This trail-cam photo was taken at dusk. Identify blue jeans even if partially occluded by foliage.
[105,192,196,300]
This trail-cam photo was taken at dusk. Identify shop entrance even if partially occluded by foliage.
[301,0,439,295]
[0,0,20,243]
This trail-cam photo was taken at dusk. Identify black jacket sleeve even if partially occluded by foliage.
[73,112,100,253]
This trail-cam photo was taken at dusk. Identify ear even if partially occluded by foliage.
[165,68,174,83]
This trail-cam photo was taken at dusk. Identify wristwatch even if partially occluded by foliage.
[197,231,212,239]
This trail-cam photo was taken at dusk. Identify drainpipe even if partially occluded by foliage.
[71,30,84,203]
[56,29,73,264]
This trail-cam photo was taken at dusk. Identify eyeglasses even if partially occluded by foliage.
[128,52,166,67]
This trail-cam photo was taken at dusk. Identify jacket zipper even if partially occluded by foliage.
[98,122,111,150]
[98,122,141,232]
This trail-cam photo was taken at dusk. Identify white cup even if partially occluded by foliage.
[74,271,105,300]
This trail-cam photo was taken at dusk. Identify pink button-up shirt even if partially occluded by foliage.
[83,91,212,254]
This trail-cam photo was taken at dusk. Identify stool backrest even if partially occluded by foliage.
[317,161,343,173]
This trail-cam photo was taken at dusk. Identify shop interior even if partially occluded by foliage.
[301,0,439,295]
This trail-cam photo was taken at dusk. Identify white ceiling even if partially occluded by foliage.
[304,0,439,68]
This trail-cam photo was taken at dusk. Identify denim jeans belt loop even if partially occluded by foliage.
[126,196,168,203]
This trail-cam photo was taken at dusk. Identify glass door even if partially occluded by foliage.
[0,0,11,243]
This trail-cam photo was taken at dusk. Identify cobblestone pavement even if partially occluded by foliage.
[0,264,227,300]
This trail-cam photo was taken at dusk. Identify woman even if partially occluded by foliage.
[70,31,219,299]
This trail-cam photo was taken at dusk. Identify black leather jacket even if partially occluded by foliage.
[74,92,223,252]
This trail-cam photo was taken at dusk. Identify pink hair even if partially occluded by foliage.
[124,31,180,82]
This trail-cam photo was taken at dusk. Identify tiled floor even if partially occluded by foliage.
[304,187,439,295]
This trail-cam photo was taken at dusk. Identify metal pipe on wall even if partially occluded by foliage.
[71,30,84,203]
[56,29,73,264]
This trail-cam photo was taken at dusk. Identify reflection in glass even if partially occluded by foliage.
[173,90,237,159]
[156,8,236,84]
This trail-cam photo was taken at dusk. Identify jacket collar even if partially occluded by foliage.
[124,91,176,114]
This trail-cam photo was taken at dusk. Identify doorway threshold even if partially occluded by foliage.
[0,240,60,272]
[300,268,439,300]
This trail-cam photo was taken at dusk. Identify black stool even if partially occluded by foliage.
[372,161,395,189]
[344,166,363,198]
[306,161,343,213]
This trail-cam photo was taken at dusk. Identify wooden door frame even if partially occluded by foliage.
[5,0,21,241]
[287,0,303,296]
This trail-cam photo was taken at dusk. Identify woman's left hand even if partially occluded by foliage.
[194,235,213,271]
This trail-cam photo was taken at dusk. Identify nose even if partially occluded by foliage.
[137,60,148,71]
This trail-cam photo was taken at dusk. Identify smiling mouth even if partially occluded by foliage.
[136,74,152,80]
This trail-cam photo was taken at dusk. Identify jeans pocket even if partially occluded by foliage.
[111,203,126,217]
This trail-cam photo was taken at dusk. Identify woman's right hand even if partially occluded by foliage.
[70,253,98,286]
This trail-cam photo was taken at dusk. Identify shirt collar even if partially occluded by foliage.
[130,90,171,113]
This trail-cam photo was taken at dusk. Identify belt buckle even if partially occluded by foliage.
++++++
* Stated goal *
Select every line of the entries above that contains the word "black", treating uppercase and lowercase letters as distinct.

* Correct answer *
This trail-cam photo was taken at dusk. Identify black jacket sleeve even if partially occluded by foliage.
This trail-cam photo was taken at dusk. Identify black leather jacket even if partially occluded by foliage.
This trail-cam photo was taken at dusk. Identify black stool even if partially occluded by foliage.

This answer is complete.